Rescale the lines running from the line with "Prove it: the tree" to the line with "42;91;153;207", both ends included, and give all of them again. Keep every line unchanged except the box coordinates that follow each "Your answer:". Multiply each of those coordinates by 1.6 and round it to a whole number, rounding halves up.

— begin Material provided —

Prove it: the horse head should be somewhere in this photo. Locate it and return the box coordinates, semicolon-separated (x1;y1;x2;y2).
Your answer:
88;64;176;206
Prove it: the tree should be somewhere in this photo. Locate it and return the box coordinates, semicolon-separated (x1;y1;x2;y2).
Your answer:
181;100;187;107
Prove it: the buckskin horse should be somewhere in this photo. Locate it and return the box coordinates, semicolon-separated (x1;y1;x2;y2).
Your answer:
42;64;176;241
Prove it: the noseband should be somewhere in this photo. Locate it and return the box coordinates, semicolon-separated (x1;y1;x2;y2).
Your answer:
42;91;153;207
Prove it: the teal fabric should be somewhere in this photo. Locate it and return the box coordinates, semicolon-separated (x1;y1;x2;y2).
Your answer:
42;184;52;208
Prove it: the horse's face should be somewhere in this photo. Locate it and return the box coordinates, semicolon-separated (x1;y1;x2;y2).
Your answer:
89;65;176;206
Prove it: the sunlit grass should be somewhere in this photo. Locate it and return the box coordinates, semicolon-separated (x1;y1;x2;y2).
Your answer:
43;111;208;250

— end Material provided —
— begin Material provided —

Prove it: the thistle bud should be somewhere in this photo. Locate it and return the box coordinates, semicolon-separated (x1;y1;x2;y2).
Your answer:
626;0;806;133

— end Material provided —
— begin Material provided —

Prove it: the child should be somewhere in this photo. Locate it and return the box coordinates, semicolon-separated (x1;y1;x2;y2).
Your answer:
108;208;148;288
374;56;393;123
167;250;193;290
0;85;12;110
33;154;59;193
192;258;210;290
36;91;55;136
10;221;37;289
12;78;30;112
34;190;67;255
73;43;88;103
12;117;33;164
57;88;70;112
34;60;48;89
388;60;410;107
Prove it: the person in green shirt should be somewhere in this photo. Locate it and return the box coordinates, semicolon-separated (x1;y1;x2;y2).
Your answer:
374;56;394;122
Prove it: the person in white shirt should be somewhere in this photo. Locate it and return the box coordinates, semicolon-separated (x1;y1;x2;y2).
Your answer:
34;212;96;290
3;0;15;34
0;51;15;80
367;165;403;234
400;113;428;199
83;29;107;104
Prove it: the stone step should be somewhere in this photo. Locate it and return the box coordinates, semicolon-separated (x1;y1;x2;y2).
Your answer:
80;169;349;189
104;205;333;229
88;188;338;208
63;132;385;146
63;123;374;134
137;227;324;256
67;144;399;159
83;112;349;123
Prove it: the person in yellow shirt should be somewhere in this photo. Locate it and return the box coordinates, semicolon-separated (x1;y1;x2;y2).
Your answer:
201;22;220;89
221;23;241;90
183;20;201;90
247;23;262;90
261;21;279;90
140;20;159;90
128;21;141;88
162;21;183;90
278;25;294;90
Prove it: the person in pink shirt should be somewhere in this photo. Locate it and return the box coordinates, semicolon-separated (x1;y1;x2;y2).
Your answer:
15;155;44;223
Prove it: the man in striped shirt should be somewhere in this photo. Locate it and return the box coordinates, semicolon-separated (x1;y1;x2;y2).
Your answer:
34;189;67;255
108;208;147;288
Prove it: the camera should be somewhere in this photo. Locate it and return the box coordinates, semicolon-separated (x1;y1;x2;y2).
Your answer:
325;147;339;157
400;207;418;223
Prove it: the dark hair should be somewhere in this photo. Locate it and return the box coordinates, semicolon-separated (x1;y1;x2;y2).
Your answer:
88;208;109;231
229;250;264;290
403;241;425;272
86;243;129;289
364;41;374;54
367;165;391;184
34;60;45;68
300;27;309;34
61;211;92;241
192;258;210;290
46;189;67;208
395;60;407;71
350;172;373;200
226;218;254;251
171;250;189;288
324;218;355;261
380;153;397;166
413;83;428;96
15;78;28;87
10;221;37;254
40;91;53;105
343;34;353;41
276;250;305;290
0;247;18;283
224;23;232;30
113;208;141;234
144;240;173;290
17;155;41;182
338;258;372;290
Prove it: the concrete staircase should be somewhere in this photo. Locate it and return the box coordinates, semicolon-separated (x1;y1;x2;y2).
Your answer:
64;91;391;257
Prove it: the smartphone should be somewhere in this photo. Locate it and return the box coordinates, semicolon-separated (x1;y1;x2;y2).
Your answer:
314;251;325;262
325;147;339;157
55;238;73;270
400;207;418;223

— end Material provided —

Expected answer ::
Prove it: the tree should be somewhere in this photo. Locate it and return the box coordinates, semicolon-separated (x1;y1;x2;y2).
Your answer:
290;160;299;171
Prove it: the buckskin horse should be somewhere in this photo. Locate it and return the box coordinates, semicolon-separated (x1;y1;x2;y2).
Your answer:
67;102;282;386
Prove it: the noseband should be somewhere in this photo. Locate it and return the box coordinates, semicolon-separated (x1;y1;x2;y2).
Your answer:
67;146;245;331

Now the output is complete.